*WHAT TO DO*.
After reading the data, copy it out in full and exactly.

*MATERIAL PROVIDED*.
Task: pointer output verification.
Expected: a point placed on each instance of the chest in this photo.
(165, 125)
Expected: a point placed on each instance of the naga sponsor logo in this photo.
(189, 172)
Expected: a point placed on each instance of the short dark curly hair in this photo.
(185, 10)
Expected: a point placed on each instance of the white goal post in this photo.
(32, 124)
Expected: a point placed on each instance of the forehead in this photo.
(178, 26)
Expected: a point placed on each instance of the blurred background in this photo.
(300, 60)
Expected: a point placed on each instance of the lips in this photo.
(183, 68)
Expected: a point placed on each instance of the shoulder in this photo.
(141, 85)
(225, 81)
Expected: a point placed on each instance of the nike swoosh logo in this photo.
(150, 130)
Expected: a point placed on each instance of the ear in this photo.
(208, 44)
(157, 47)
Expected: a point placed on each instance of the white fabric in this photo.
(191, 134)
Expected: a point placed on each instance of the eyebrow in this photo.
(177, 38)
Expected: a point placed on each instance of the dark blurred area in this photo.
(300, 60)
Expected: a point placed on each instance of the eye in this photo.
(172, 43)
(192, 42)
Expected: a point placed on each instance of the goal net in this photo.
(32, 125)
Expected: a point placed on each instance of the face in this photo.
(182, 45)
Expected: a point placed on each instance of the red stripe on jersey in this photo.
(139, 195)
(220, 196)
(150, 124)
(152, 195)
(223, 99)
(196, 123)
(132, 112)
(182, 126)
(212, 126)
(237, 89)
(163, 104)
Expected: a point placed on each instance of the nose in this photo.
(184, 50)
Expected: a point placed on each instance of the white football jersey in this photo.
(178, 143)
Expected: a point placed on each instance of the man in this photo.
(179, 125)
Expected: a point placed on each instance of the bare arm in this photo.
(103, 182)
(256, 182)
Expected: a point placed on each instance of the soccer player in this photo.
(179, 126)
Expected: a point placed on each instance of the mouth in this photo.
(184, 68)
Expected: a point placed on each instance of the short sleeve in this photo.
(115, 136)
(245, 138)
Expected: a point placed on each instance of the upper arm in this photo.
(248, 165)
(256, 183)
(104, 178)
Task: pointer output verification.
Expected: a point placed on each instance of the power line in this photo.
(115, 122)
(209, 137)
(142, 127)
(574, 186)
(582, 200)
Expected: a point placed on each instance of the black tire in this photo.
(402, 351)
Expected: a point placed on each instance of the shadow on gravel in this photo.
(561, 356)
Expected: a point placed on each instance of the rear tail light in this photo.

*ANSWER TO THIS PROBLEM*.
Task: pointer output verification.
Expected: a point placed on each instance of the chest in this photo.
(165, 125)
Expected: a point placed on each instance of the naga sponsor logo in this photo.
(189, 172)
Expected: a point placed on each instance of the short dark curly hair in this photo.
(185, 10)
Expected: a point placed on each instance of the white goal post in this photo.
(32, 124)
Expected: a point placed on each instance of the forehead in this photo.
(178, 26)
Expected: a point placed on each instance of the blurred background in this photo.
(300, 60)
Expected: a point placed on each instance of the lips in this photo.
(183, 68)
Expected: a point placed on each instance of the shoulder in this photo.
(141, 85)
(225, 81)
Expected: a point placed on each instance of the nike swoosh logo in this photo.
(150, 130)
Expected: a point placed on each instance of the ear in this photo.
(208, 44)
(157, 47)
Expected: a point placed on each instance of the white fabric in this photo.
(191, 134)
Expected: a point placed on each instance of the eyebrow in this photo.
(177, 38)
Expected: a point placed on each instance of the dark blurred area in this photo.
(300, 60)
Expected: a point placed on each instance of the eye in this photo.
(172, 43)
(192, 42)
Expected: a point placed on each instance of the goal net in this photo.
(32, 125)
Expected: a point placed on each instance of the face in this photo.
(182, 45)
Expected: a point placed on each instance of the red stripe on jersey in this photo.
(139, 195)
(220, 196)
(150, 124)
(152, 195)
(223, 99)
(196, 123)
(132, 112)
(182, 126)
(212, 126)
(237, 89)
(163, 104)
Expected: a point placed on each instance of the nose in this photo.
(184, 50)
Expected: a point placed on each instance of the white football jersey in this photo.
(178, 143)
Expected: a point placed on each instance of the man in this photo.
(179, 125)
Expected: a point placed on each instance of the bare arm in this photo.
(103, 182)
(256, 182)
Expected: a point placed on each instance of the soccer player in this photo.
(179, 126)
Expected: a point placed on each instance of the mouth in this photo.
(184, 68)
Expected: a point placed on each instance of the short sleeve in this photo.
(115, 136)
(245, 138)
Expected: a point placed on each instance of the upper arm in this photo.
(248, 165)
(256, 183)
(104, 178)
Task: pointer output verification.
Expected: a point placed on each instance of the power line in this photo.
(115, 122)
(209, 137)
(142, 127)
(574, 186)
(582, 200)
Expected: a point placed on each instance of the black tire in this photo.
(402, 351)
Expected: a point placed on each instance of the shadow on gravel in this photo.
(561, 356)
Expected: a point placed on each instance of the rear tail light in this photo.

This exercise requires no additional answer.